Data extracted from a collection
= = = = =

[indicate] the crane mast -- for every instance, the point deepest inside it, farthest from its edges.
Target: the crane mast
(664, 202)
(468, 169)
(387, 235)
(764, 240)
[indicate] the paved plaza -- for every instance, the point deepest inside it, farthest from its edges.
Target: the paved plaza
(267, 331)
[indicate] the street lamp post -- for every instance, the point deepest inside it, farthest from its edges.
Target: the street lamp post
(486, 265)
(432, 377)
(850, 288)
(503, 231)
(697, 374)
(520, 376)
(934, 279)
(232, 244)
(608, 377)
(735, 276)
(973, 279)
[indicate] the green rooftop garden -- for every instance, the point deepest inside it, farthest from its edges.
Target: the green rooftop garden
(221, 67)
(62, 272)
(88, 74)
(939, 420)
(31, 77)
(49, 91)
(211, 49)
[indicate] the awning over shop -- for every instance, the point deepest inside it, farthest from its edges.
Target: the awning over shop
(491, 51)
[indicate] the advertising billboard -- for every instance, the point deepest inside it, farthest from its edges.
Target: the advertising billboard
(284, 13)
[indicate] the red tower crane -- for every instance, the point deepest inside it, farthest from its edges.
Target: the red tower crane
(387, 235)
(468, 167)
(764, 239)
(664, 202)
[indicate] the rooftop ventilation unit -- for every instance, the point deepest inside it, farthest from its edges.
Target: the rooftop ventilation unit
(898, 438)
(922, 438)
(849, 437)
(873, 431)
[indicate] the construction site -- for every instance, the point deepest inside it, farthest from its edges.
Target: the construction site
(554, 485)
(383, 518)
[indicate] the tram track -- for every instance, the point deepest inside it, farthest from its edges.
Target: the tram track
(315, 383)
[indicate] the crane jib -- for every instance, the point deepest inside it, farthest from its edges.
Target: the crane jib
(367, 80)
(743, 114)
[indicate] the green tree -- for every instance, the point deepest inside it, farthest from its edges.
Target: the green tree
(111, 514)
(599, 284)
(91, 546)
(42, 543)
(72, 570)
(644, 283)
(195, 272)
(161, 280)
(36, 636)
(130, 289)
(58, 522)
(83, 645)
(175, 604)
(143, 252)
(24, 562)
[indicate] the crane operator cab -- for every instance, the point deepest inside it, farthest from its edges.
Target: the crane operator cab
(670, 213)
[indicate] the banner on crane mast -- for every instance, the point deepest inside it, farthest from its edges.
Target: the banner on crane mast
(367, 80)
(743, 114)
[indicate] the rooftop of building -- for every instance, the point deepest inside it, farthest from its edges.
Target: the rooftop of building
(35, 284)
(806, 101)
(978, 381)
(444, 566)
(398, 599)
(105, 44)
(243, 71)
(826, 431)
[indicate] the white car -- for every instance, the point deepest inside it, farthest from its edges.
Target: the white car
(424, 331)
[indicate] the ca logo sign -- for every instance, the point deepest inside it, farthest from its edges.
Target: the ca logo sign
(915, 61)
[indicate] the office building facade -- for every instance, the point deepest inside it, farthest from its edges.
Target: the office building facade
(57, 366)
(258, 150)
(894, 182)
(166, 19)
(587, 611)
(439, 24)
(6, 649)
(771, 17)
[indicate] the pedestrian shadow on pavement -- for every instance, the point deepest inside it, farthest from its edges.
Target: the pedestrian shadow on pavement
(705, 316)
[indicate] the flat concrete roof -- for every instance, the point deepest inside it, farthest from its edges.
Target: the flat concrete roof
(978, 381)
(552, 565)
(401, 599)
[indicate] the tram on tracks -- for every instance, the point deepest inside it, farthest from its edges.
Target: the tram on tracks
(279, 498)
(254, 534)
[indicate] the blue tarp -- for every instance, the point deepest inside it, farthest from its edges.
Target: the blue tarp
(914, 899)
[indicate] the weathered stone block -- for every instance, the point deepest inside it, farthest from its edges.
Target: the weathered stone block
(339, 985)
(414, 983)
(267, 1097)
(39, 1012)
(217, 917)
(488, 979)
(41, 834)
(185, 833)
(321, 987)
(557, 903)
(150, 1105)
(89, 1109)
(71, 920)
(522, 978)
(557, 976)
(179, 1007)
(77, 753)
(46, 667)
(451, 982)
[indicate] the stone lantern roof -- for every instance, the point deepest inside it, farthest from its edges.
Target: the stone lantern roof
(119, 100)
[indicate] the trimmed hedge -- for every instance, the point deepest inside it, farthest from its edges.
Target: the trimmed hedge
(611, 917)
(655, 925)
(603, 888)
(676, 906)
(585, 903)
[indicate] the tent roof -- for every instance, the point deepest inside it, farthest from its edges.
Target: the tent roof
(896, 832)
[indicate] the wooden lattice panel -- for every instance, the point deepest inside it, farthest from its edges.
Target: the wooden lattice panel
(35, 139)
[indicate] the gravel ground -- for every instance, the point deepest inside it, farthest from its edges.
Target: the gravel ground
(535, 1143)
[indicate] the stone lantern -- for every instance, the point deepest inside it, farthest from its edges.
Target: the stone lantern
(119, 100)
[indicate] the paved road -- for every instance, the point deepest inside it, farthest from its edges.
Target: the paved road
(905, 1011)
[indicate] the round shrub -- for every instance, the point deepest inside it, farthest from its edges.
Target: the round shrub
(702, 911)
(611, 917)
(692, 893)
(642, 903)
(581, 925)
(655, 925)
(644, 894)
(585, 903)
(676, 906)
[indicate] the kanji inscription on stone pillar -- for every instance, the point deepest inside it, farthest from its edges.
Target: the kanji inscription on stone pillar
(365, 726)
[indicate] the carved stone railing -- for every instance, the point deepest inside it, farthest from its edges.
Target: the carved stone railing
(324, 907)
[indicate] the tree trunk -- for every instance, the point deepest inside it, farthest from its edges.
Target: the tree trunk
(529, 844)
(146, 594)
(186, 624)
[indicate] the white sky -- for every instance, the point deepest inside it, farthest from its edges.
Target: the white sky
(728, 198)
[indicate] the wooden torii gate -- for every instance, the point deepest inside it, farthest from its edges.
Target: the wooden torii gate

= = = = =

• [REQUIRED WORK]: Look above for the line holding "[indicate] the crane jib". Print it and every line after it, exactly, through the line holding "[indicate] the green tree".

• [TASK ANSWER]:
[indicate] the crane jib -- for every instance, the point deepest inside it, farthest from its edges.
Target: the crane jib
(367, 80)
(743, 114)
[indicate] the green tree -- for every instance, the point deepest inside it, farthest from its edges.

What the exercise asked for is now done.